§ **Prompt**: Can you render the stretch of the records from the line containing "Please give the outline of every instance of the striped" through their final line as a JSON list of strings, one string per line and with blank lines left out?

Start Material

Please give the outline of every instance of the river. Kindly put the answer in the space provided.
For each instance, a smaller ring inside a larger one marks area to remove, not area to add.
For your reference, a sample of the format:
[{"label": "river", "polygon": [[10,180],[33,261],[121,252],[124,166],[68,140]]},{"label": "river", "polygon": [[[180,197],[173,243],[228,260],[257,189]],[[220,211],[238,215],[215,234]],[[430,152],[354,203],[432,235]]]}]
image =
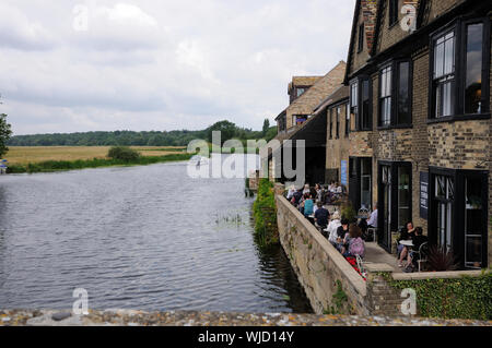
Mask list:
[{"label": "river", "polygon": [[312,312],[244,179],[186,163],[0,177],[0,308]]}]

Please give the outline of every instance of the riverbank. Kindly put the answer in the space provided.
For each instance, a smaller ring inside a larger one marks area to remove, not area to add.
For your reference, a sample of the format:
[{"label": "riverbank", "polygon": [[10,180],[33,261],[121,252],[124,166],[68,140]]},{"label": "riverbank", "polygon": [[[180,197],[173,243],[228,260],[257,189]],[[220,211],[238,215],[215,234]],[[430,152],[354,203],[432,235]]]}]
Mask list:
[{"label": "riverbank", "polygon": [[140,156],[132,161],[126,161],[112,158],[93,158],[77,160],[46,160],[40,163],[28,163],[26,165],[9,166],[8,173],[35,173],[35,172],[54,172],[67,171],[87,168],[104,168],[115,166],[147,166],[157,163],[189,160],[195,154],[169,154],[164,156]]},{"label": "riverbank", "polygon": [[223,312],[0,310],[0,326],[492,326],[492,322],[419,317],[314,314],[246,314]]}]

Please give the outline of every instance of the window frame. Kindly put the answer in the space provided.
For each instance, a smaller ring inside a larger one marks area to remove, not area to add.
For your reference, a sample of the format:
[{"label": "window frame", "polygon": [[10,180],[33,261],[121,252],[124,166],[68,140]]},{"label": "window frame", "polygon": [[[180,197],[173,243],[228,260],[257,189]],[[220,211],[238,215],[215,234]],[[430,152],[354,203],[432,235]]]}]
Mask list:
[{"label": "window frame", "polygon": [[364,50],[364,37],[365,37],[365,23],[362,22],[359,25],[358,53]]},{"label": "window frame", "polygon": [[399,0],[388,0],[388,24],[389,27],[393,27],[398,24],[400,11],[400,1]]},{"label": "window frame", "polygon": [[[482,110],[481,113],[466,113],[465,110],[465,85],[467,76],[467,28],[468,25],[482,24]],[[452,107],[454,111],[450,116],[436,117],[435,104],[435,43],[448,33],[455,33],[455,77],[452,87]],[[459,17],[449,22],[446,26],[431,33],[430,35],[430,59],[429,59],[429,110],[427,123],[453,122],[459,120],[490,119],[490,39],[491,24],[489,17]]]},{"label": "window frame", "polygon": [[[364,99],[363,99],[363,87],[364,83],[367,82],[368,87],[368,99],[367,99],[367,124],[364,124]],[[353,86],[356,85],[356,106],[353,106]],[[371,132],[373,131],[373,80],[370,75],[360,75],[351,81],[350,83],[350,113],[355,117],[355,127],[352,131],[354,132]],[[365,127],[364,127],[365,125]]]},{"label": "window frame", "polygon": [[[408,110],[409,122],[400,122],[399,118],[399,97],[400,97],[400,64],[408,63]],[[389,124],[382,124],[382,73],[385,69],[391,68],[391,95],[390,95],[390,116]],[[378,103],[377,103],[377,129],[407,129],[413,128],[413,60],[411,58],[398,58],[391,61],[387,61],[379,65],[378,72]]]}]

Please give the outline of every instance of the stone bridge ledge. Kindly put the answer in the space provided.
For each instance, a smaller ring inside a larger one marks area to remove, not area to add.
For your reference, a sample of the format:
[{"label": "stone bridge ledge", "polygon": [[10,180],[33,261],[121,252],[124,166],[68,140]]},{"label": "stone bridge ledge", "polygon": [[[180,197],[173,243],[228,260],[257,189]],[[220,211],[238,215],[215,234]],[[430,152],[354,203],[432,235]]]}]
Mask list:
[{"label": "stone bridge ledge", "polygon": [[389,316],[224,312],[0,310],[0,326],[492,326],[491,322]]}]

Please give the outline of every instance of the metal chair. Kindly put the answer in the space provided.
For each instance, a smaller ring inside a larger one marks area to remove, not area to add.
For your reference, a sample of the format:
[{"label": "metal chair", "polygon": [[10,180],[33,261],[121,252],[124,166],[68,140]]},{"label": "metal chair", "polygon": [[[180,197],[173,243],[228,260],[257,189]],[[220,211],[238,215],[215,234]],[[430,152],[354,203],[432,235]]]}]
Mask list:
[{"label": "metal chair", "polygon": [[413,254],[418,256],[417,265],[419,267],[419,272],[422,269],[422,263],[427,262],[427,251],[429,251],[429,242],[422,243],[420,245],[419,251],[414,251]]}]

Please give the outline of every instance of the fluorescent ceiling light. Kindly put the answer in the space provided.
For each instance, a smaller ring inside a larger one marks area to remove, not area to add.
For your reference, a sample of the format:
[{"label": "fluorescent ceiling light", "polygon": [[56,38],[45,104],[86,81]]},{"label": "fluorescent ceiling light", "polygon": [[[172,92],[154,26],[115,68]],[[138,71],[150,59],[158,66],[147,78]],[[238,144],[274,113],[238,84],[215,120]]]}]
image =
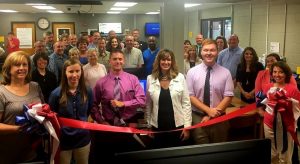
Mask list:
[{"label": "fluorescent ceiling light", "polygon": [[127,10],[128,8],[124,8],[124,7],[112,7],[110,8],[110,10],[114,10],[114,11],[124,11]]},{"label": "fluorescent ceiling light", "polygon": [[114,6],[116,7],[132,7],[136,5],[137,3],[135,2],[116,2]]},{"label": "fluorescent ceiling light", "polygon": [[148,12],[146,14],[159,14],[159,12]]},{"label": "fluorescent ceiling light", "polygon": [[107,14],[120,14],[120,11],[108,11]]},{"label": "fluorescent ceiling light", "polygon": [[15,10],[0,10],[0,12],[2,12],[2,13],[16,13],[18,11],[15,11]]},{"label": "fluorescent ceiling light", "polygon": [[25,5],[29,5],[29,6],[46,6],[46,4],[44,4],[44,3],[26,3]]},{"label": "fluorescent ceiling light", "polygon": [[41,10],[55,10],[56,9],[52,6],[32,6],[32,7],[37,8],[37,9],[41,9]]},{"label": "fluorescent ceiling light", "polygon": [[64,13],[60,10],[48,10],[47,12],[49,12],[49,13]]},{"label": "fluorescent ceiling light", "polygon": [[194,7],[194,6],[200,6],[201,4],[199,3],[186,3],[184,4],[185,8],[189,8],[189,7]]}]

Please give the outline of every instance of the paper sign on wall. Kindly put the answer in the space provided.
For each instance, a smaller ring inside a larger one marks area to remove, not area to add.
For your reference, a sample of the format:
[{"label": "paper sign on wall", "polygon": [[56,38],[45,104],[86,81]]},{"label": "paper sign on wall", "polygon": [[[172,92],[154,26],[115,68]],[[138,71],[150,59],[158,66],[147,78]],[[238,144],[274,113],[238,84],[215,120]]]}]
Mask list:
[{"label": "paper sign on wall", "polygon": [[32,48],[32,28],[16,28],[20,48]]},{"label": "paper sign on wall", "polygon": [[270,42],[270,52],[279,53],[279,42]]}]

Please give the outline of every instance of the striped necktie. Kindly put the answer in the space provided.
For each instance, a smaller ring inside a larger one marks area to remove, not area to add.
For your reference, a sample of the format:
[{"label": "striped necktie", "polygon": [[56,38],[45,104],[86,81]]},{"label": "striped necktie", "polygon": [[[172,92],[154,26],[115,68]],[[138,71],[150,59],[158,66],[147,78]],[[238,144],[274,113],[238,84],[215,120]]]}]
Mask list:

End Material

§ **Exercise result**:
[
  "Please give the outline of every instance of the striped necktie. Kindly put the answer in the space provided.",
  "For each instance, a smaller ring inside a larger one marks area to remove, not area to add.",
  "For your reference, a sample of the format:",
  "[{\"label\": \"striped necktie\", \"polygon\": [[56,38],[45,104],[86,81]]},{\"label\": \"striped necktie\", \"polygon\": [[[172,92],[154,26],[115,68]],[[138,71],[150,59],[158,66],[147,78]],[[238,144],[274,113],[238,84],[215,120]]]}]",
  "Mask list:"
]